__Assignment__
Needed from the data below: every line from the one with "note: an instance" up to and including the one with "Trace the outline", repeated exactly and with nothing else.
***** Information supplied
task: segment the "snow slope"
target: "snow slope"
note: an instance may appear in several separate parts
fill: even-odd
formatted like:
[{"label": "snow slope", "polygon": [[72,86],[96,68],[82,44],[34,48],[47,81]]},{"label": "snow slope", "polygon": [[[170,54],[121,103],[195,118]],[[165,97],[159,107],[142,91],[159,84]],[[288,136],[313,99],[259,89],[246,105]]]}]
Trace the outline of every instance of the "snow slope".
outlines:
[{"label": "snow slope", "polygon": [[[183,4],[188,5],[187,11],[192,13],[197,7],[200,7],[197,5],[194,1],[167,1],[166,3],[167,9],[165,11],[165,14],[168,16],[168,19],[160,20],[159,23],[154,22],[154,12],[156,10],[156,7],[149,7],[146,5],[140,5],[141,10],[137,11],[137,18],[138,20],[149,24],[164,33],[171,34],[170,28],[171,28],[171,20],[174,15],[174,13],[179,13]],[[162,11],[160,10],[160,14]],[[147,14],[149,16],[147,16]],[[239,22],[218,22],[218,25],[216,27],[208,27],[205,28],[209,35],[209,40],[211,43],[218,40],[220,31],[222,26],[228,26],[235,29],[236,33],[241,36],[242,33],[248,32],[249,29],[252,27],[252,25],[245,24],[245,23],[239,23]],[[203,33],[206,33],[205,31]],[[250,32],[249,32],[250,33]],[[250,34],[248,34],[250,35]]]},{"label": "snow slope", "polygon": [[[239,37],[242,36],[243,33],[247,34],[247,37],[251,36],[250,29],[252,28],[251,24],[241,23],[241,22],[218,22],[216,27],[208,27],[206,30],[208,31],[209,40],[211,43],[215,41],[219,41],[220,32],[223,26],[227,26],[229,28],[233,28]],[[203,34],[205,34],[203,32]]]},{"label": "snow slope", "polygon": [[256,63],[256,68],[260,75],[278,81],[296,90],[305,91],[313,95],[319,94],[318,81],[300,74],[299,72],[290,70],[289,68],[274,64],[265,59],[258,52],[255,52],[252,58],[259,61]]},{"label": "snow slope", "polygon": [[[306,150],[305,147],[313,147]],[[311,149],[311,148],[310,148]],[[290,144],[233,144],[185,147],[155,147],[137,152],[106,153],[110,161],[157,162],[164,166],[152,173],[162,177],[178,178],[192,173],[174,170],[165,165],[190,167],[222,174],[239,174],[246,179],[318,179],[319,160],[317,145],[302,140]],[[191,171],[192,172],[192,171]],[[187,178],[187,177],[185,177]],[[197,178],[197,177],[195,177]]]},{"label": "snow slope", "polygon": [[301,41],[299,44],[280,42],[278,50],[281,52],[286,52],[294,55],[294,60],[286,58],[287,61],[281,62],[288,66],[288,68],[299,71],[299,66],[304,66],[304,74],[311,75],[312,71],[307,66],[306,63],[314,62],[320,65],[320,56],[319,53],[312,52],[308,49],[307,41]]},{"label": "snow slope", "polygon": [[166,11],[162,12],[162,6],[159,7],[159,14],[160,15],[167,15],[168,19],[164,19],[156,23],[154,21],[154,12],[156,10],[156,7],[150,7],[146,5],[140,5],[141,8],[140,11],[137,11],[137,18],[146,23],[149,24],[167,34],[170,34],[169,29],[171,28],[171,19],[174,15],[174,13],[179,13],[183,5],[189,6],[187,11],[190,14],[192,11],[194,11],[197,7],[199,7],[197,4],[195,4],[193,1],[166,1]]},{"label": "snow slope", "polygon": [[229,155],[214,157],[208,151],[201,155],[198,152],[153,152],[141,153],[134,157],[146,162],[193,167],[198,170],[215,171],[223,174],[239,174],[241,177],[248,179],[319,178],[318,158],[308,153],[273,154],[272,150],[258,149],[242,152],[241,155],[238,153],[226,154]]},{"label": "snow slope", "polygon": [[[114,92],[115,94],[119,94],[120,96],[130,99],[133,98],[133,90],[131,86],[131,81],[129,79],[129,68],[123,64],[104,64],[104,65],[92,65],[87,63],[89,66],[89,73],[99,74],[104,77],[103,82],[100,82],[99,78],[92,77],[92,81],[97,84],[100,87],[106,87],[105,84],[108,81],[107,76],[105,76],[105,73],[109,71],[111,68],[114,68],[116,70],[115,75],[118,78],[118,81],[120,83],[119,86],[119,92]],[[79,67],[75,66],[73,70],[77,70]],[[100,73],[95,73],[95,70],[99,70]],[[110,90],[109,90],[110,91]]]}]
**********
__Task response__
note: an instance may appear in several separate parts
fill: even-odd
formatted like:
[{"label": "snow slope", "polygon": [[72,86],[96,68],[82,44],[34,48],[47,81]]},{"label": "snow slope", "polygon": [[[170,54],[121,103],[195,118]],[[165,97],[159,107],[142,91],[159,84]],[[288,136],[313,99],[259,89],[246,105]]]}]
Trace the outline of every instance of the "snow slope".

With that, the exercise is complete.